Problem to solve: Reproduce the passage on alcohol and weight loss word for word, from "The first thing" to "not a carbohydrate.".

The first thing nearly all weight-loss plans require is that you stop drinking. This is because alcoholic beverages give you calories with no other nutrition, and they also may loosen your resolve to lose weight and make you eat without thinking. Beer goes with peanuts, wine with cheese. Also, alcohol itself is high in calories—7 calories per gram, almost as much as fat (9 calories per gram) and more than carbs or protein (about 4 per gram). Here are some things you should know about alcohol and nutrition—facts that run counter to what many people believe:
Alcoholic beverages all contain calories, and most of the calories come from the alcohol. (We are speaking about straight spirits, wine, or beer—not mixed drinks made with added ingredients, which can bring calories to, well, staggering levels.)
• Alcohol is not a carbohydrate.

Record extracts:

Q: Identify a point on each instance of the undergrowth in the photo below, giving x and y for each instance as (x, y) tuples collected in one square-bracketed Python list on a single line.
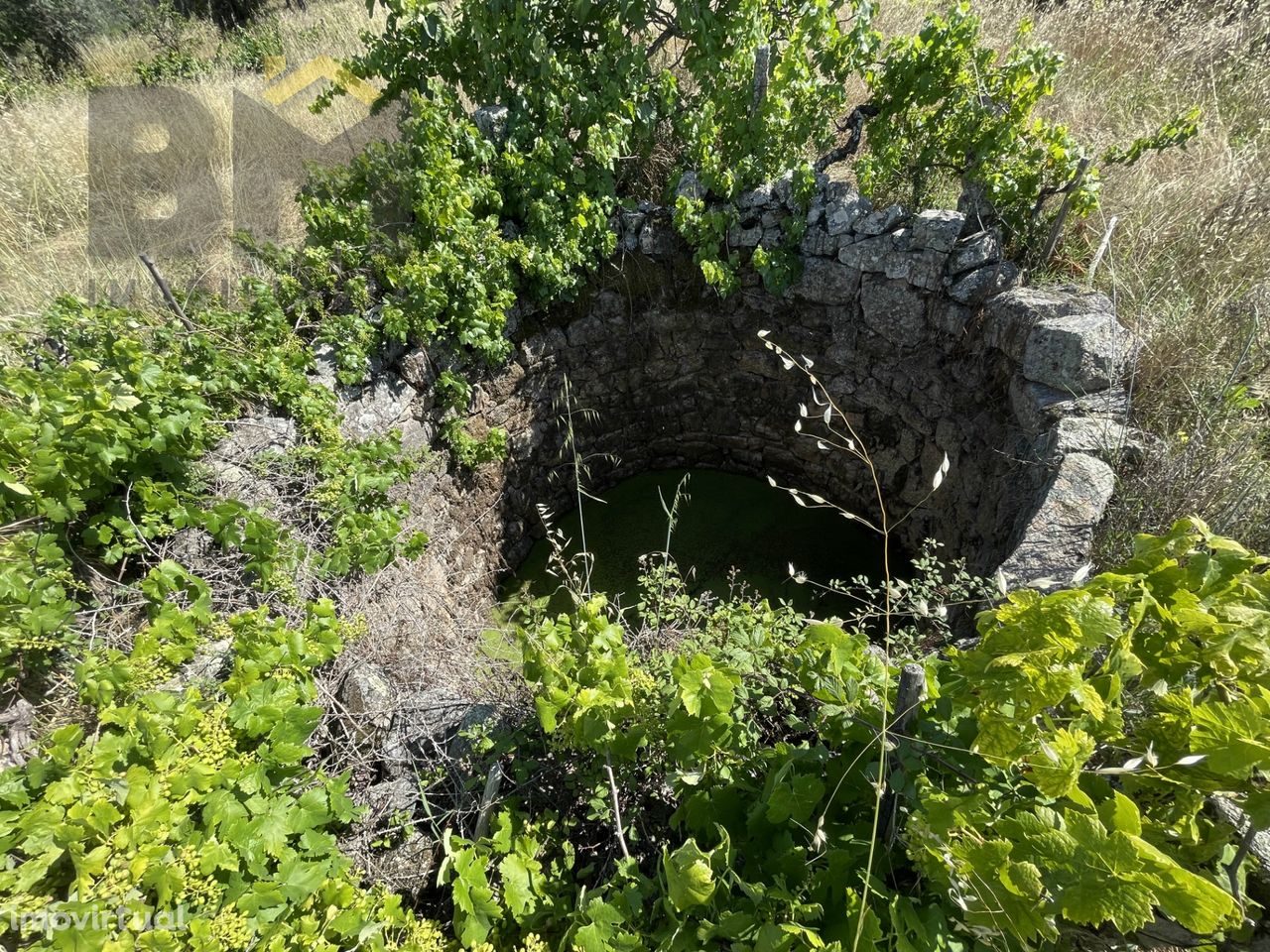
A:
[(754, 783)]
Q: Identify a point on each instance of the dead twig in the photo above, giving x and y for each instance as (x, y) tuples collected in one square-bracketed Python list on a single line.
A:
[(167, 291)]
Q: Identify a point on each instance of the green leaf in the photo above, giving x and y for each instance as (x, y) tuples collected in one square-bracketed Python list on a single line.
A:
[(689, 878)]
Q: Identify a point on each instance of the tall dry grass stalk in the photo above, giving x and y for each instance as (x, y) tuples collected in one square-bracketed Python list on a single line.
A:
[(1193, 238), (45, 168), (1189, 259)]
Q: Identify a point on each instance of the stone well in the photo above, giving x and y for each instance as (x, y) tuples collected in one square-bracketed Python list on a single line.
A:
[(915, 325)]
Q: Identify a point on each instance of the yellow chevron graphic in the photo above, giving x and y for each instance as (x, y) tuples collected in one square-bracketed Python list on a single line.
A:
[(304, 76)]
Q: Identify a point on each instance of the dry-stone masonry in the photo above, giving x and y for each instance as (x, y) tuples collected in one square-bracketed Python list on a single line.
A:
[(916, 325)]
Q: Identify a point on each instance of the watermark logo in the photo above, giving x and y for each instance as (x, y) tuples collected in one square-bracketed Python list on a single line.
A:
[(176, 172), (50, 921)]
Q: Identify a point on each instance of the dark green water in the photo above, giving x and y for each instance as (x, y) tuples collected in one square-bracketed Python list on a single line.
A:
[(725, 522)]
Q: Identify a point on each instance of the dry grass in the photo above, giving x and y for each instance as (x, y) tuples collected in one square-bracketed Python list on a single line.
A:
[(1193, 232), (45, 169), (1192, 241)]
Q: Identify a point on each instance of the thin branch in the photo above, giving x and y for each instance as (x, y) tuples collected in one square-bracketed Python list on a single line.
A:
[(856, 123), (617, 809), (166, 291)]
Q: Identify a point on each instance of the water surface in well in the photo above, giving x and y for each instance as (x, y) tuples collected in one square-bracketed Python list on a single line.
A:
[(724, 522)]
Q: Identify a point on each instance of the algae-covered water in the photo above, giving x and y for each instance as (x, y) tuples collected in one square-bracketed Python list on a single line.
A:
[(724, 522)]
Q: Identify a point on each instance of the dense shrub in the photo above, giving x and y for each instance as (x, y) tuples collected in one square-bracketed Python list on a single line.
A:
[(735, 791), (51, 31), (99, 438)]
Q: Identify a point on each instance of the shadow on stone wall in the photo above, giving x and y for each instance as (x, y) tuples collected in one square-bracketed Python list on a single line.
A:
[(915, 325)]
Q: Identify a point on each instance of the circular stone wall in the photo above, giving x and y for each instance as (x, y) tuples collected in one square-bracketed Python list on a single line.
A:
[(916, 329)]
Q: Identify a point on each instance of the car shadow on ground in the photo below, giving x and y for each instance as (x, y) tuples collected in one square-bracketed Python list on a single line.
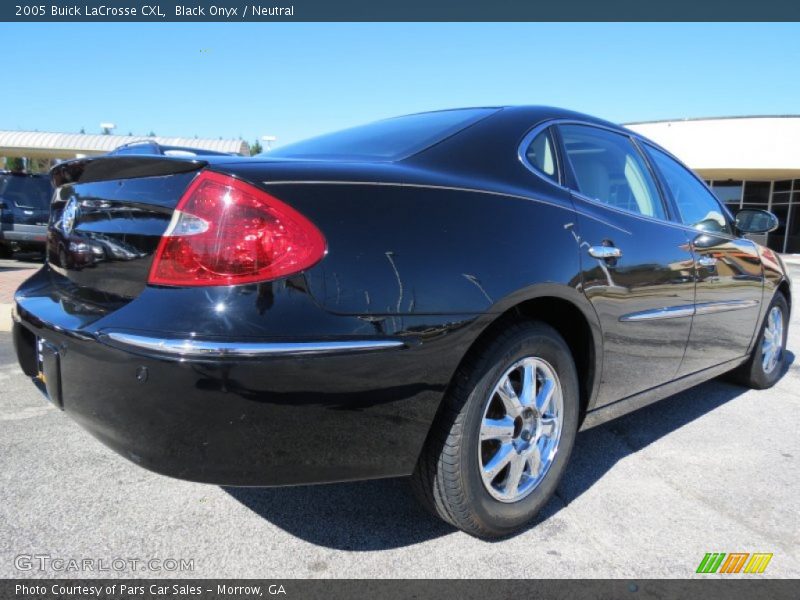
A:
[(383, 514)]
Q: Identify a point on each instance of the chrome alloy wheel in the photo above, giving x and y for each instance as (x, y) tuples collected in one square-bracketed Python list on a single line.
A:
[(520, 429), (772, 344)]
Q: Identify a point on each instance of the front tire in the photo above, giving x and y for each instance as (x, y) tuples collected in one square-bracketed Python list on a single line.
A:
[(503, 436), (765, 365)]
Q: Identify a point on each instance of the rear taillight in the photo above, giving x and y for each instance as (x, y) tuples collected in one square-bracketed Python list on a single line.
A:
[(227, 232)]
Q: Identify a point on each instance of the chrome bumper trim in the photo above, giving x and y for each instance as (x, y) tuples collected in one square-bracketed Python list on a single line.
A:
[(193, 348)]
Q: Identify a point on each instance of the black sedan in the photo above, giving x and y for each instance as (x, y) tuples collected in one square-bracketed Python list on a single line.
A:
[(449, 295)]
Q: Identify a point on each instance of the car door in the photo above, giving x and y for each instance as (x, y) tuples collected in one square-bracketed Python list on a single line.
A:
[(637, 266), (728, 269)]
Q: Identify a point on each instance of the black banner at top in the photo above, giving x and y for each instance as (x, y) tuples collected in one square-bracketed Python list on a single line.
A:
[(399, 10)]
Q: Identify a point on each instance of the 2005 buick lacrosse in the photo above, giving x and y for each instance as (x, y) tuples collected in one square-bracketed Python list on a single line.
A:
[(449, 295)]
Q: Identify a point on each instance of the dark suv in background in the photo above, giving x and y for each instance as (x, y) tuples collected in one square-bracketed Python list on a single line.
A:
[(24, 211)]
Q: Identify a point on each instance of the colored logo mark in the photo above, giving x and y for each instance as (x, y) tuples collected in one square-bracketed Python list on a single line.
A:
[(735, 562)]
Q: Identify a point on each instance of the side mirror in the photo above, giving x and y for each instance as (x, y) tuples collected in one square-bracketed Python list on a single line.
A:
[(750, 220)]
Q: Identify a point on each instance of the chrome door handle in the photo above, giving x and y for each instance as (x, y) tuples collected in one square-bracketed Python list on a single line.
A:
[(605, 252), (706, 261)]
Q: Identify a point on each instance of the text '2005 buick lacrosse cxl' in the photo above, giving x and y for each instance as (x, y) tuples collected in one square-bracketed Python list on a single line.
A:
[(448, 295)]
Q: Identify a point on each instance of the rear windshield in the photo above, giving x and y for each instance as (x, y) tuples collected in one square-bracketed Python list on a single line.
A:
[(386, 140), (26, 192)]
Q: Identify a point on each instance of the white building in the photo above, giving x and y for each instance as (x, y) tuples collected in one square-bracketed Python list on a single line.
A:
[(750, 162), (48, 145)]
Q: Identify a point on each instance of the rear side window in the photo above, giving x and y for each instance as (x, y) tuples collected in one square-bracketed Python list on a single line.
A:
[(609, 169), (697, 206), (26, 192), (390, 139), (540, 155)]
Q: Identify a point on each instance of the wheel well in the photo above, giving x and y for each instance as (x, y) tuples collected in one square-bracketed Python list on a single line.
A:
[(568, 320)]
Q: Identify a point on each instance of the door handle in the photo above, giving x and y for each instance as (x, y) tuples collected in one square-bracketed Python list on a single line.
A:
[(706, 261), (605, 252)]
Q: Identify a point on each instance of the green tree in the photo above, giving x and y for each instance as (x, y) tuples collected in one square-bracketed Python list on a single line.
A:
[(15, 163)]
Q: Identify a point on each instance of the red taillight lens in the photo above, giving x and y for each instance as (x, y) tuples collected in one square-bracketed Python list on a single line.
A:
[(227, 232)]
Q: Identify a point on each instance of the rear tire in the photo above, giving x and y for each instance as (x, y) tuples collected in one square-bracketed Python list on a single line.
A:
[(763, 369), (513, 402)]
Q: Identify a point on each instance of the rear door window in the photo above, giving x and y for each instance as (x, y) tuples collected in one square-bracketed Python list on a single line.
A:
[(697, 206), (608, 168), (26, 192)]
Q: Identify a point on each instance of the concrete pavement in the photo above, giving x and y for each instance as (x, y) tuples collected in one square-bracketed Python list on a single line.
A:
[(713, 469)]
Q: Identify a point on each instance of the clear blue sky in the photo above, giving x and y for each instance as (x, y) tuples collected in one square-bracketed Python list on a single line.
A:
[(296, 80)]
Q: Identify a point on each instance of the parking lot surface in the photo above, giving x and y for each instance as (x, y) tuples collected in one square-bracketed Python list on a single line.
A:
[(713, 469)]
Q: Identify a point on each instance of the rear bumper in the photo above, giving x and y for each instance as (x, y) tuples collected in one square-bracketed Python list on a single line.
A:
[(288, 413), (25, 234)]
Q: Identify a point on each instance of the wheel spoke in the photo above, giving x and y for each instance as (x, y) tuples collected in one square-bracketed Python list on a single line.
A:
[(549, 426), (509, 398), (528, 383), (497, 429), (545, 395), (535, 460), (503, 456)]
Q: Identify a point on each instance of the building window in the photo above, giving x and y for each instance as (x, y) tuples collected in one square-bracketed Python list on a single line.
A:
[(729, 192)]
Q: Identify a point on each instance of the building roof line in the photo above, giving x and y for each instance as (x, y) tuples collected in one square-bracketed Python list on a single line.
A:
[(736, 117)]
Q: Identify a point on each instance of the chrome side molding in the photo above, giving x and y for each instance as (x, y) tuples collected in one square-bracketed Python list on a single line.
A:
[(672, 312), (689, 310), (194, 348)]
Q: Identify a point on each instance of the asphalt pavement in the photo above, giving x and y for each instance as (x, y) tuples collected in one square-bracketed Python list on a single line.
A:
[(713, 469)]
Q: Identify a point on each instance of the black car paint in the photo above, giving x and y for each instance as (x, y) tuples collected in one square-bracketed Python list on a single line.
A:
[(431, 250)]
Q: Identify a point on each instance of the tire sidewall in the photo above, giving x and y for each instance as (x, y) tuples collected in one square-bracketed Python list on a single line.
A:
[(542, 342), (763, 379)]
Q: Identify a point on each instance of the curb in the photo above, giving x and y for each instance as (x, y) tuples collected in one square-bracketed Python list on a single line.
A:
[(5, 316)]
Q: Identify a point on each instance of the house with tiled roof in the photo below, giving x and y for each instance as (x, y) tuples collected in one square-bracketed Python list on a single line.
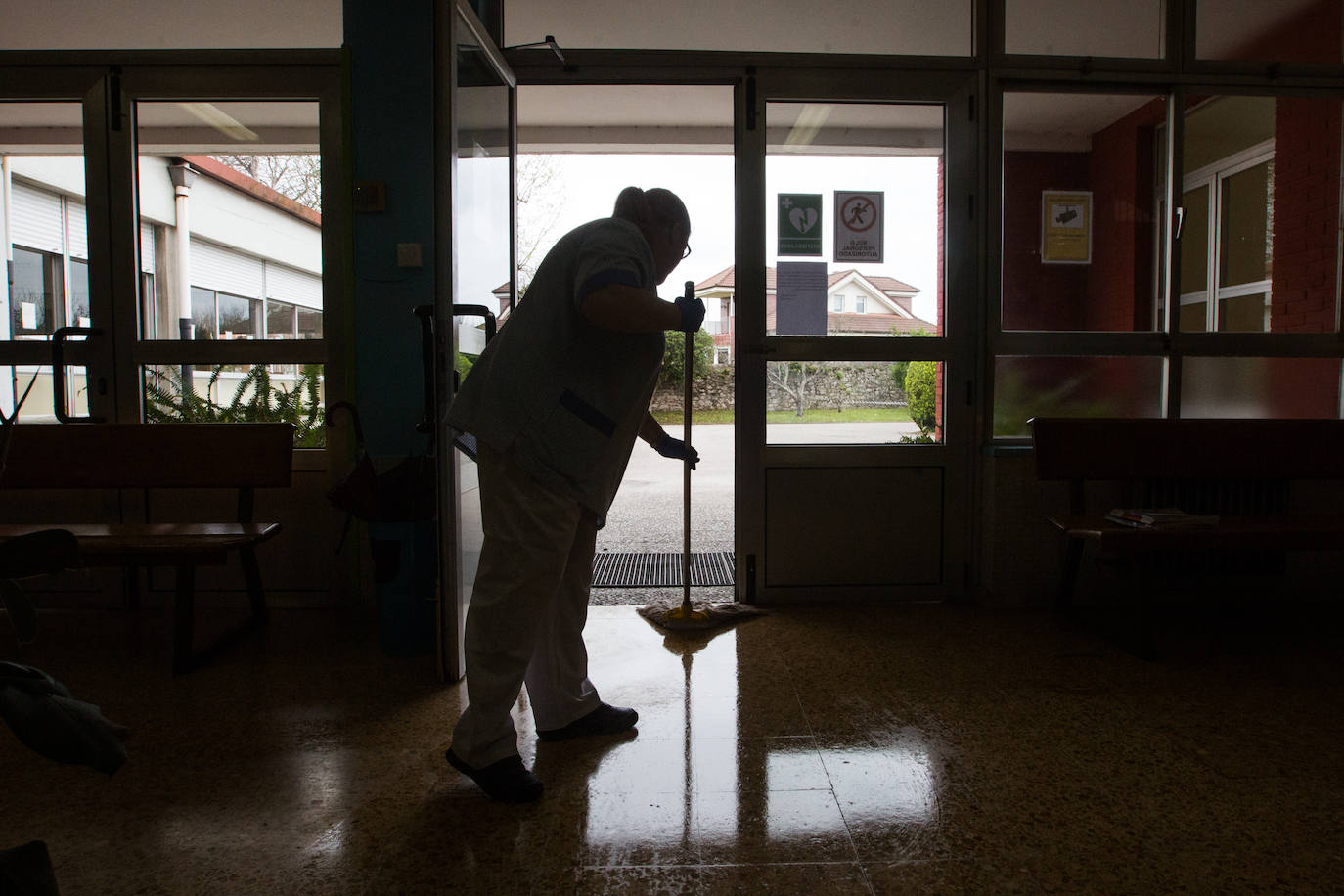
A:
[(856, 304)]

Solution for this task:
The first thing nearly all weight-loss plans require is that you stop drinking. This is because alcoholic beverages give you calories with no other nutrition, and they also may loosen your resolve to lose weight and make you eat without thinking. Beer goes with peanuts, wine with cheese. Also, alcohol itself is high in calories—7 calories per gram, almost as much as fat (9 calories per gram) and more than carbs or protein (about 4 per gram). Here are some things you should know about alcohol and nutrition—facts that run counter to what many people believe:
Alcoholic beverages all contain calories, and most of the calories come from the alcohol. (We are speaking about straight spirits, wine, or beer—not mixed drinks made with added ingredients, which can bring calories to, well, staggering levels.)
• Alcohol is not a carbohydrate.